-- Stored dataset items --
##############################
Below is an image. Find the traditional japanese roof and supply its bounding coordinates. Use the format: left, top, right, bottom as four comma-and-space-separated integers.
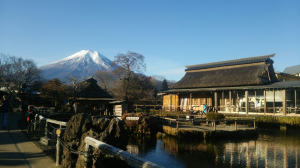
75, 77, 113, 100
163, 80, 300, 93
283, 65, 300, 74
170, 54, 278, 89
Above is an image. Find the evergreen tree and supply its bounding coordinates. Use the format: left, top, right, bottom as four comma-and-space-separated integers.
161, 79, 169, 91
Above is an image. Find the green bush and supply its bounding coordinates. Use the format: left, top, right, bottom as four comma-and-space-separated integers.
206, 112, 225, 120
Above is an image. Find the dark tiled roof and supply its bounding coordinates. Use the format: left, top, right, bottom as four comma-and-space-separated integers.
75, 78, 113, 98
171, 64, 278, 89
185, 54, 275, 71
283, 65, 300, 74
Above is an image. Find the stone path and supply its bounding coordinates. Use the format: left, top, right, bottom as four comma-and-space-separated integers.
0, 113, 56, 168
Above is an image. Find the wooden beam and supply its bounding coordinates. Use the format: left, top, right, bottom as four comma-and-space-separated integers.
264, 90, 267, 115
273, 90, 275, 115
229, 91, 231, 113
282, 90, 286, 115
214, 92, 218, 110
245, 90, 249, 114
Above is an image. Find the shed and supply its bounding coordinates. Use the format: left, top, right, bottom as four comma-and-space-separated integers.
109, 100, 128, 118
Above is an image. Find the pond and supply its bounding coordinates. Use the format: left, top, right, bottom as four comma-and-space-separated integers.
127, 130, 300, 168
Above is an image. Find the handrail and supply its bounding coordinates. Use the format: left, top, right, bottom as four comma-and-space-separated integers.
84, 137, 161, 168
36, 114, 68, 126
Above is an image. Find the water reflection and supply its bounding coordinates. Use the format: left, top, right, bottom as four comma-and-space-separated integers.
127, 130, 300, 168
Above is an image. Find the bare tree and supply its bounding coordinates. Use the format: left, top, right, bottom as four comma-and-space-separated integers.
0, 53, 42, 101
112, 51, 146, 100
93, 70, 115, 90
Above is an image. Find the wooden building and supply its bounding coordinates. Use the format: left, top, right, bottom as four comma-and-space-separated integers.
72, 77, 115, 115
163, 54, 300, 115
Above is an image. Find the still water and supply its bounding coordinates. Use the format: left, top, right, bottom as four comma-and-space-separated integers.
127, 130, 300, 168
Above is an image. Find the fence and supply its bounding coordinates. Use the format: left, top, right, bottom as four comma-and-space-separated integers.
30, 114, 161, 168
159, 117, 256, 131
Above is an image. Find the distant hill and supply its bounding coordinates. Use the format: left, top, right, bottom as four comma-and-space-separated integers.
39, 50, 117, 81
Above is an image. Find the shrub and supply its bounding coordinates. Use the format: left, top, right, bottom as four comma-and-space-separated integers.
206, 112, 225, 120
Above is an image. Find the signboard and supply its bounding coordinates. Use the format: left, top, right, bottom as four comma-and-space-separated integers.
126, 117, 140, 120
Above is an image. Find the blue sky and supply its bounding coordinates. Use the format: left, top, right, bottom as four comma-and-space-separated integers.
0, 0, 300, 80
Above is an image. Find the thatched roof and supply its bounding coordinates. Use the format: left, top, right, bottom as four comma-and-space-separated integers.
75, 77, 113, 98
185, 54, 275, 71
283, 65, 300, 74
171, 55, 278, 89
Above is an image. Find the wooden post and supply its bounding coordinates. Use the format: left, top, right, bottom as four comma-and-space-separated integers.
169, 94, 172, 111
229, 91, 231, 113
84, 144, 93, 168
56, 129, 63, 166
264, 90, 267, 115
32, 121, 36, 138
213, 92, 218, 110
254, 90, 257, 114
295, 90, 297, 114
282, 90, 286, 115
213, 120, 216, 130
245, 90, 249, 114
273, 90, 275, 115
45, 120, 48, 138
234, 120, 237, 130
190, 93, 193, 110
220, 91, 225, 112
236, 91, 240, 114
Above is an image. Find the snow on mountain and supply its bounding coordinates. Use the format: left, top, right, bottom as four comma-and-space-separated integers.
39, 50, 116, 81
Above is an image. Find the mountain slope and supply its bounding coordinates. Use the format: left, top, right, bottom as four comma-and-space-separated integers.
39, 50, 116, 81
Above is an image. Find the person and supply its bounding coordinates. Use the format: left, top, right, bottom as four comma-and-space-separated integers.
22, 101, 28, 114
27, 106, 36, 132
0, 95, 12, 129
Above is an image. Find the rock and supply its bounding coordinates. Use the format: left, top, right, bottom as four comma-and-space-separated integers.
76, 130, 100, 168
93, 118, 110, 132
62, 113, 92, 142
99, 118, 128, 146
61, 142, 78, 168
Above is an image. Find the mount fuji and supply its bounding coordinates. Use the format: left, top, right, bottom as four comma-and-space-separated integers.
39, 50, 117, 81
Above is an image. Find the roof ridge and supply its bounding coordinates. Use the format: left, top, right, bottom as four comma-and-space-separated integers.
185, 53, 275, 71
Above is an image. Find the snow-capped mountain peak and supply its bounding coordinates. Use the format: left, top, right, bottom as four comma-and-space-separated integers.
39, 50, 116, 79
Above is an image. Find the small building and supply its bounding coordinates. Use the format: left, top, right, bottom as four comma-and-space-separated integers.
163, 54, 300, 115
109, 101, 128, 118
72, 77, 115, 114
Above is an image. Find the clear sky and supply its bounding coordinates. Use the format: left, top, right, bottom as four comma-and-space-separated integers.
0, 0, 300, 80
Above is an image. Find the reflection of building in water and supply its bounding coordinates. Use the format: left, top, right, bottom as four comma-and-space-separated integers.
126, 145, 139, 156
215, 141, 299, 167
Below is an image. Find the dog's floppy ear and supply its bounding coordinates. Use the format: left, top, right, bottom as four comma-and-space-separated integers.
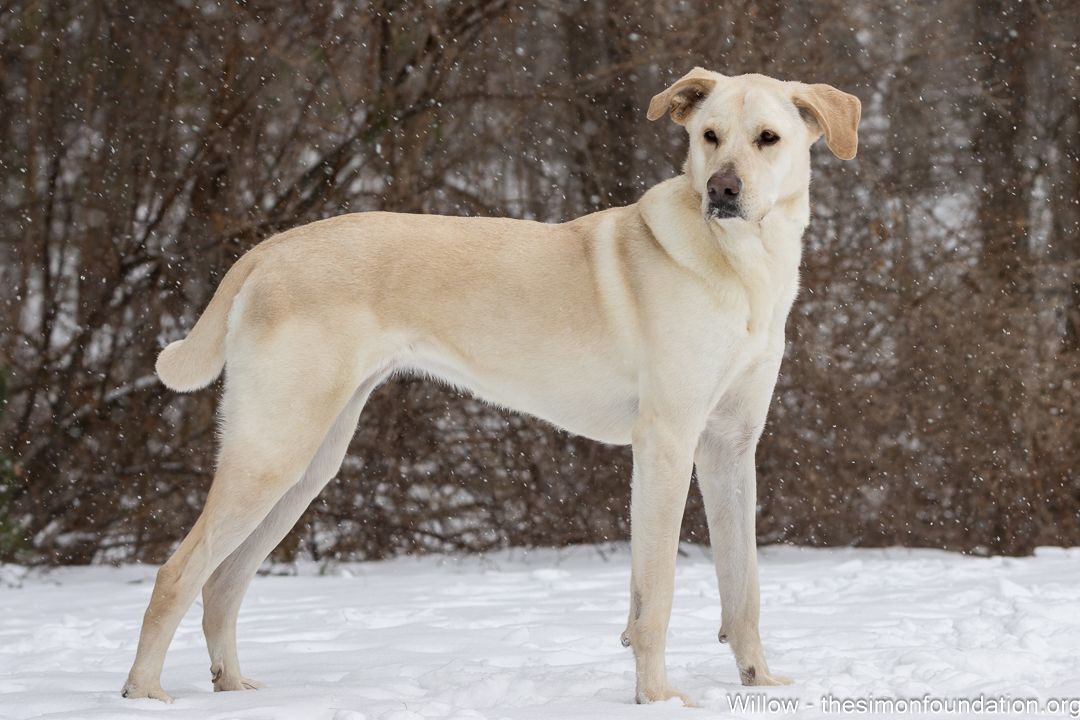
646, 68, 716, 125
792, 83, 863, 160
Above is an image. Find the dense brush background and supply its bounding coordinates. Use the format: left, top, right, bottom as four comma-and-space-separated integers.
0, 0, 1080, 563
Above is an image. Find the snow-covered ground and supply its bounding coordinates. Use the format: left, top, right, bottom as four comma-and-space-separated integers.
0, 547, 1080, 720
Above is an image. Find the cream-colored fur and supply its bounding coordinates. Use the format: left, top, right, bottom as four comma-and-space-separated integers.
124, 68, 859, 702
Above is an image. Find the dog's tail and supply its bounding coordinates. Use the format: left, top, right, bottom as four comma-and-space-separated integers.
156, 253, 255, 393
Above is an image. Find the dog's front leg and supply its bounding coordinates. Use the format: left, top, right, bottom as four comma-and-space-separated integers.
696, 421, 791, 685
623, 420, 693, 703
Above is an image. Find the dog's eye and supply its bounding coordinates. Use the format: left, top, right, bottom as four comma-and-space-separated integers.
757, 130, 780, 145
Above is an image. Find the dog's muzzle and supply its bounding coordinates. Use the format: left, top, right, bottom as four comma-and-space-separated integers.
705, 173, 742, 220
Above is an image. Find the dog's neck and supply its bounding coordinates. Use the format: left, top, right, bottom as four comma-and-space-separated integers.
637, 175, 810, 331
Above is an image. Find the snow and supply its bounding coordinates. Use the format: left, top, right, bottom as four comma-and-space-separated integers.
0, 546, 1080, 720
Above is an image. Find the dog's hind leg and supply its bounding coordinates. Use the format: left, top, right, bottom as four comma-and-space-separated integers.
203, 373, 386, 691
123, 332, 359, 702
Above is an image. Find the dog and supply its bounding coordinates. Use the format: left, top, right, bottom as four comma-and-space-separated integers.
123, 68, 861, 703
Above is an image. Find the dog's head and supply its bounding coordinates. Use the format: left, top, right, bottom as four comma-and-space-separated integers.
648, 68, 862, 222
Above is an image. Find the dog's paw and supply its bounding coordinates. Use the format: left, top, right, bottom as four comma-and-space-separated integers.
739, 665, 795, 687
120, 680, 173, 703
635, 688, 696, 707
214, 677, 266, 693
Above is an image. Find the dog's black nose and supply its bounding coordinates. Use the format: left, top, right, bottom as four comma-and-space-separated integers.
706, 173, 742, 203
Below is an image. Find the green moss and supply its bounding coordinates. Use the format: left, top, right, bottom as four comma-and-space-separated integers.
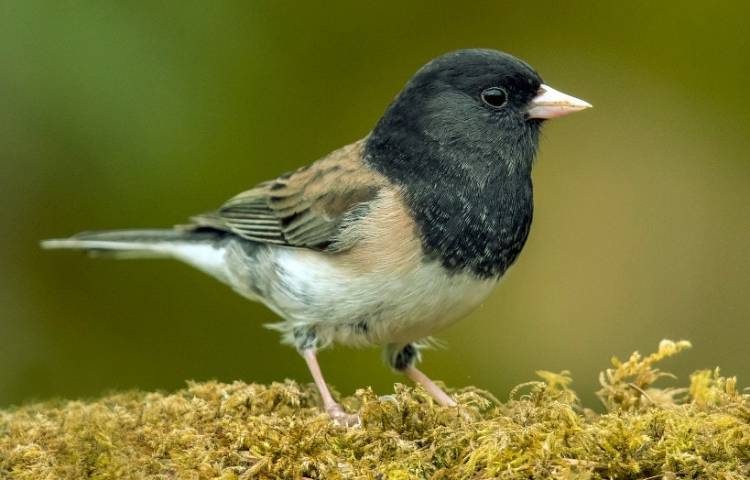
0, 341, 750, 480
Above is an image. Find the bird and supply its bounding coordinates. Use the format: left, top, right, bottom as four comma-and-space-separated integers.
42, 49, 591, 425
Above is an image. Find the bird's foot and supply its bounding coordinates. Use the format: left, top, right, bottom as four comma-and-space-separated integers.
326, 403, 362, 427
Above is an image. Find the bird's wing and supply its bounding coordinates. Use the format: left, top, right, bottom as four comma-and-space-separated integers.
188, 140, 385, 250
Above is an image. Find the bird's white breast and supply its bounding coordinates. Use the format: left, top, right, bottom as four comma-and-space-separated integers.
229, 247, 497, 346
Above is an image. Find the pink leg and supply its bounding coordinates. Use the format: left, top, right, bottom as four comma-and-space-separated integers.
404, 365, 457, 407
302, 350, 359, 427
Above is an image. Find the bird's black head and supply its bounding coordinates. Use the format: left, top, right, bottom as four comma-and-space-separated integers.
368, 49, 542, 181
364, 50, 590, 278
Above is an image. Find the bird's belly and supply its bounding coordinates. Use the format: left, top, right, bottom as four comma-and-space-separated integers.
229, 248, 497, 346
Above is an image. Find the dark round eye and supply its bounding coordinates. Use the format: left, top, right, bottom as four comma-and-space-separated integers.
482, 87, 508, 108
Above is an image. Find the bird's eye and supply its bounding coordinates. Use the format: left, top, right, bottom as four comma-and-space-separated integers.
482, 87, 508, 108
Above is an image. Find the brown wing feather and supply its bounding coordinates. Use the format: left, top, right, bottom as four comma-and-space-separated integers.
191, 140, 387, 249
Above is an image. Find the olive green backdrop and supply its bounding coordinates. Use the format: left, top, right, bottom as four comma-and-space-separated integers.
0, 0, 750, 406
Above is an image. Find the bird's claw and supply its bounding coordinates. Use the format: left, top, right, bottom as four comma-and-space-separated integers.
326, 404, 362, 427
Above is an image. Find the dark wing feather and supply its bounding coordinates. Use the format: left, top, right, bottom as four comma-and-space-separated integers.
191, 141, 385, 249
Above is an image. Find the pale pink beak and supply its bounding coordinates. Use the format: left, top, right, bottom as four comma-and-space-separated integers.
527, 84, 592, 119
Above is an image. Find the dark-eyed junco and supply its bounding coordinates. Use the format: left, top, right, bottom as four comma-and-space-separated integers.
42, 49, 591, 423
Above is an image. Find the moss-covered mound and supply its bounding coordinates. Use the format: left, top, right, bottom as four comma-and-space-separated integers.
0, 341, 750, 480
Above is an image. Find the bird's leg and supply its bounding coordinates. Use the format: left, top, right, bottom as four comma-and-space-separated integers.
386, 343, 456, 407
302, 348, 359, 427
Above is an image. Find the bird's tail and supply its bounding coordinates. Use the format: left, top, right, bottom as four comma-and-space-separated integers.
41, 229, 225, 277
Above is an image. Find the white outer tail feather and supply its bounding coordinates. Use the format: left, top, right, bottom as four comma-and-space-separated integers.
41, 237, 227, 282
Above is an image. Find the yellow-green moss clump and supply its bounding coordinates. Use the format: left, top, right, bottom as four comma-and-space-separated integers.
0, 341, 750, 480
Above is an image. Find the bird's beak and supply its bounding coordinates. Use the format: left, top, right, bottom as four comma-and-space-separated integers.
527, 84, 592, 119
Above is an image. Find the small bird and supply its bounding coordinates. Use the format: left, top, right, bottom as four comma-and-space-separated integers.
42, 49, 591, 425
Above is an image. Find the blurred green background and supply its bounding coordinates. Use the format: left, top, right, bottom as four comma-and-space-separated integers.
0, 0, 750, 406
##############################
-- Instructions for the task --
Arrange the lines of the data above as a JSON list of strings, one string per line and with blank lines omitted, starting at the line containing "Above is an image. Find the fence" and ending at the line containing "236, 91, 240, 114".

-- Complete response --
[
  "Above is an image. Find the fence and supply its bounding coordinates. Use the format: left, top, right, bottom as four comma-and-space-separated integers.",
  "30, 114, 161, 168",
  "159, 117, 256, 131",
  "Above is an image. Find the distant hill and supply its bounding coordinates. Use the format: left, top, right, bottom as four comma-and-space-separated integers.",
  "39, 50, 117, 81",
  "Above is an image. Find the shrub and supply its bounding coordinates. Use the format: left, top, right, bottom as four comma-and-space-separated integers.",
  "206, 112, 225, 120",
  "Above is an image. Find the signboard and supply its bounding coordinates. Use the format: left, top, right, bottom as four comma-and-space-separated integers.",
  "126, 117, 140, 120",
  "Above is an image. Find the blue sky and supply its bounding coordinates. Use the format: left, top, right, bottom as four comma-and-space-separated integers.",
  "0, 0, 300, 80",
  "Above is an image. Find the thatched roof and supply its bounding coordinates. Use the format: left, top, right, bottom as four comma-and-space-separated integers.",
  "75, 77, 113, 98",
  "185, 54, 275, 71",
  "283, 65, 300, 74",
  "171, 55, 278, 89",
  "Above is an image. Find the wooden post and supply its bounding coordinates. Use the format: left, top, right, bottom as four comma-and-space-separated integers.",
  "169, 94, 172, 111",
  "229, 91, 231, 113",
  "84, 144, 93, 168",
  "56, 129, 63, 166",
  "264, 90, 267, 115",
  "32, 121, 36, 138",
  "213, 92, 218, 110",
  "254, 90, 257, 114",
  "295, 90, 297, 114",
  "282, 90, 286, 115",
  "213, 120, 216, 130",
  "245, 90, 249, 114",
  "273, 90, 275, 115",
  "45, 120, 48, 138",
  "234, 120, 237, 130",
  "190, 93, 193, 110",
  "220, 91, 225, 112",
  "236, 91, 240, 114"
]